■ **TEXT EXTRACT**:
....
Thirty years ago, 13 students and one faculty member at the École Polytechnique de Montréal were gunned down and murdered for one very specific thing that they all had in common.
They were women.
Since then, every Dec. 6, Canadians remember these women and the horrible atrocity that brought attention to violence against women on campuses across the country.
And while the tragedy at École Polytechnique de Montréal that cold day in 1989 is an example of an extreme and fatal case of violence against women, there still remains a threat lurking on post-secondary campuses.
According to a 2018 survey by the government of Ontario in which over 160,000 post-secondary students contributed, over 56 per cent of Ontario students reported to having been sexually assaulted on campuses during the 2017-2018 school year.
Of the 20,000 Ottawa students that took part, over 4,000 of them reported to having been sexually assaulted during that same school year.
....
■ **RECORD SET**:

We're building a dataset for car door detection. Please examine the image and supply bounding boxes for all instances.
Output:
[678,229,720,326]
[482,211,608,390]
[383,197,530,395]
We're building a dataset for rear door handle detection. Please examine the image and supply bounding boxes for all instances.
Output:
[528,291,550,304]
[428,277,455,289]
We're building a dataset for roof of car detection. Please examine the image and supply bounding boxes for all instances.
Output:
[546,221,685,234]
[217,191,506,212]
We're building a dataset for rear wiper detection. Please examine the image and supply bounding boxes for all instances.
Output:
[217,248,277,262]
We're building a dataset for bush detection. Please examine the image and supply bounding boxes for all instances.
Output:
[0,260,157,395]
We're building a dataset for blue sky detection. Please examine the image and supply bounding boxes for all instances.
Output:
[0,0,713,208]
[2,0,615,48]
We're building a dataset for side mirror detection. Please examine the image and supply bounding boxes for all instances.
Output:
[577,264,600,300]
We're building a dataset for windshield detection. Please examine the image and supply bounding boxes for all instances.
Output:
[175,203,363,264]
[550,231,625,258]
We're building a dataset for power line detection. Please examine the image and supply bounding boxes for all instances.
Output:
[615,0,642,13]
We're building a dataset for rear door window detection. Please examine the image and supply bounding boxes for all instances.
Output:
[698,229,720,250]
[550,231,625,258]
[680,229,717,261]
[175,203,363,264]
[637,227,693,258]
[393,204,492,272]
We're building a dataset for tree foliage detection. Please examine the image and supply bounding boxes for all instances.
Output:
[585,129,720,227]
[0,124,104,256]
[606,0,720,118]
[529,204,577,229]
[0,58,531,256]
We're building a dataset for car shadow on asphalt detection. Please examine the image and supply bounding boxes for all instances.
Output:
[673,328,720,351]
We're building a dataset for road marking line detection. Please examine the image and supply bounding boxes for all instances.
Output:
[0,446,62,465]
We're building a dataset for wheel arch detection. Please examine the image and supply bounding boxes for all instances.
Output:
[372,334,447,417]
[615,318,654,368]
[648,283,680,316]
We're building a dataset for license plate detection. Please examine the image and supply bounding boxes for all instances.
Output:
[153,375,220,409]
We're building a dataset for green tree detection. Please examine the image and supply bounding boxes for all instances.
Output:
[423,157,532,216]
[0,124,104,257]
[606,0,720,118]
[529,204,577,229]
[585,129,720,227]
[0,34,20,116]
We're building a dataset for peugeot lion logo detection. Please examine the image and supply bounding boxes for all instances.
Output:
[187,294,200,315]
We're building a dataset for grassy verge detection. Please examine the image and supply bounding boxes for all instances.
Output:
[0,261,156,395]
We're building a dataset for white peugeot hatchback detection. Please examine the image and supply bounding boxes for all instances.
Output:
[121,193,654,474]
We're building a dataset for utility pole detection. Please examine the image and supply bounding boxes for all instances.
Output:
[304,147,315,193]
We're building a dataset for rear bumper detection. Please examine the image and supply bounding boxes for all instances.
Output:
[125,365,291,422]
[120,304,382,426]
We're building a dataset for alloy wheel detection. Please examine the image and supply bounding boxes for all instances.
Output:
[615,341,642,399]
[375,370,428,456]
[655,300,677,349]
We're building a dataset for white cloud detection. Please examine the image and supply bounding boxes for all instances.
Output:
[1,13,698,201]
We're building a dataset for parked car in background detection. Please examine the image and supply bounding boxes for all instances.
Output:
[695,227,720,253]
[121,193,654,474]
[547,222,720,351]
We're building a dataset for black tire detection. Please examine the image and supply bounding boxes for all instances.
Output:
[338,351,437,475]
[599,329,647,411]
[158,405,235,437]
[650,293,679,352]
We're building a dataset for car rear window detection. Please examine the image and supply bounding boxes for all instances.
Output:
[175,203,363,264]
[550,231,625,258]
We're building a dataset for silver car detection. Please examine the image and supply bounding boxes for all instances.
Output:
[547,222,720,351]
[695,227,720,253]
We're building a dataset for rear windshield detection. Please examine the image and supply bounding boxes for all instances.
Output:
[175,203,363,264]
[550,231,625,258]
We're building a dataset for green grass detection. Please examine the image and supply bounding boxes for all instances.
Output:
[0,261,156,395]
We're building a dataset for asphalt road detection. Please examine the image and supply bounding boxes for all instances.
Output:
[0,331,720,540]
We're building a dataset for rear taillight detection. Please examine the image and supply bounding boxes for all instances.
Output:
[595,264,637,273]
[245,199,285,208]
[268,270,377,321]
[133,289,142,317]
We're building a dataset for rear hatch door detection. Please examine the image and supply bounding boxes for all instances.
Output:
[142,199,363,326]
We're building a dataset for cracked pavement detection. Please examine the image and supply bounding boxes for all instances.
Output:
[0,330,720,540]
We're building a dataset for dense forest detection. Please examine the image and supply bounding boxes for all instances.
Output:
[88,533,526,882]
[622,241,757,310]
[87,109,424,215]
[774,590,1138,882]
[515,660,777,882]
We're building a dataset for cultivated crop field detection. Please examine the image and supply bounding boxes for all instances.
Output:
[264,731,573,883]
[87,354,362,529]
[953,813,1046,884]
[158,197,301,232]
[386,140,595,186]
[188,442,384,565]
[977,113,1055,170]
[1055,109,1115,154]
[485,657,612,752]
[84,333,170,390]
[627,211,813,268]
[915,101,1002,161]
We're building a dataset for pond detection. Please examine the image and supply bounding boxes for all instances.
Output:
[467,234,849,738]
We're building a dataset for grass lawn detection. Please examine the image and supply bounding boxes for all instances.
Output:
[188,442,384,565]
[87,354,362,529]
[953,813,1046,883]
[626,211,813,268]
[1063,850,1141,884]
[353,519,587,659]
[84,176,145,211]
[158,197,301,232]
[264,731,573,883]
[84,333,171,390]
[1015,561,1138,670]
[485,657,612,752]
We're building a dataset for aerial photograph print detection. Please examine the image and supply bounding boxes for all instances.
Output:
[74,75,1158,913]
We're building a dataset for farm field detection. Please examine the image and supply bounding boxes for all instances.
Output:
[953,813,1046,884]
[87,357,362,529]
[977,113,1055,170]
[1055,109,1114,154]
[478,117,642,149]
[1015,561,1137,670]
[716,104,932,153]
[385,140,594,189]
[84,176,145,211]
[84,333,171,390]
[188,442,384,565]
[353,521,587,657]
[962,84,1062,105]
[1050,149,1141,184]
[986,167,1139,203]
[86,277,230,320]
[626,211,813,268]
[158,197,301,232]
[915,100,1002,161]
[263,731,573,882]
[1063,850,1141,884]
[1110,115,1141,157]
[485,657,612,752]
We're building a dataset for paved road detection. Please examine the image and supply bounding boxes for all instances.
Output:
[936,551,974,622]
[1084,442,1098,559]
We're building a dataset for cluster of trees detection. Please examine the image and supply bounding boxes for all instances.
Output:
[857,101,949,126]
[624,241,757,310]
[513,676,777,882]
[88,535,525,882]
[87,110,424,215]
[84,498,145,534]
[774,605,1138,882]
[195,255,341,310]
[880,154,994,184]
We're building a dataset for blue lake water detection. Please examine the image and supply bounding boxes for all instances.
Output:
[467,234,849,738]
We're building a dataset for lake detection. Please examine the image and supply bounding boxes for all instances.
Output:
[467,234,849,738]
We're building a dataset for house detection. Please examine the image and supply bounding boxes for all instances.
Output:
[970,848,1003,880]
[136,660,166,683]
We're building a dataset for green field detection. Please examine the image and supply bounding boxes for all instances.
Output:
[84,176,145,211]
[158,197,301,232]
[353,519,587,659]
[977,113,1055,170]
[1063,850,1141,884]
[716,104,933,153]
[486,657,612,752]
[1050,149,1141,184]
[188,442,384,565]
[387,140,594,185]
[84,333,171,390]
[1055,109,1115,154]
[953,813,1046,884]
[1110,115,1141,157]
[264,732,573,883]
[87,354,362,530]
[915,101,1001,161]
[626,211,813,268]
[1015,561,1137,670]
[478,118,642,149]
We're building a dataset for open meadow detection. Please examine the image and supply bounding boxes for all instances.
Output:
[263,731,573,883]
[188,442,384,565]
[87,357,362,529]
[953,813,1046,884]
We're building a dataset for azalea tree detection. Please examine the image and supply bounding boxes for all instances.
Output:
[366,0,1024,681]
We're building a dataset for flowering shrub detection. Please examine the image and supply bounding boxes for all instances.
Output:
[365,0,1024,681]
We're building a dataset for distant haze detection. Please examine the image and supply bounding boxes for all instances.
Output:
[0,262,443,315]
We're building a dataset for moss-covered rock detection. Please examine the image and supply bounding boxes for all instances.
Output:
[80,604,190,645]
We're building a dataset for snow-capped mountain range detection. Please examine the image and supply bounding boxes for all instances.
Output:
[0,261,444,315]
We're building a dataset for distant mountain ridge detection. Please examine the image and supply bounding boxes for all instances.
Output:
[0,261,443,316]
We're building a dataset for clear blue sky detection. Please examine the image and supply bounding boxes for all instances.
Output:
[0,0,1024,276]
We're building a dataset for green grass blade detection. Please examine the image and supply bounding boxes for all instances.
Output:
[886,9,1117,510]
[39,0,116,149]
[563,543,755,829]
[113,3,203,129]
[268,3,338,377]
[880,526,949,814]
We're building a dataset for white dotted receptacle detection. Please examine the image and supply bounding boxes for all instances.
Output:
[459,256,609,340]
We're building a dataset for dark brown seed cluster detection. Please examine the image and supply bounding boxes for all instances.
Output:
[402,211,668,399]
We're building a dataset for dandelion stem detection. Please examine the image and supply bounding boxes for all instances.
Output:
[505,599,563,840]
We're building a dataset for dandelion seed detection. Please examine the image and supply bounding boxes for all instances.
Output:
....
■ **COMPLETE THE FOLLOWING**:
**1.** In the text on violence against women on campuses, how many Ottawa students took part in the 2018 Ontario survey?
**2.** Return, word for word, the section of the text on violence against women on campuses that begins at the words "According to a" and stops after the words "2017-2018 school year.".

■ **ANSWERS**:
**1.** 20,000

**2.**
According to a 2018 survey by the government of Ontario in which over 160,000 post-secondary students contributed, over 56 per cent of Ontario students reported to having been sexually assaulted on campuses during the 2017-2018 school year.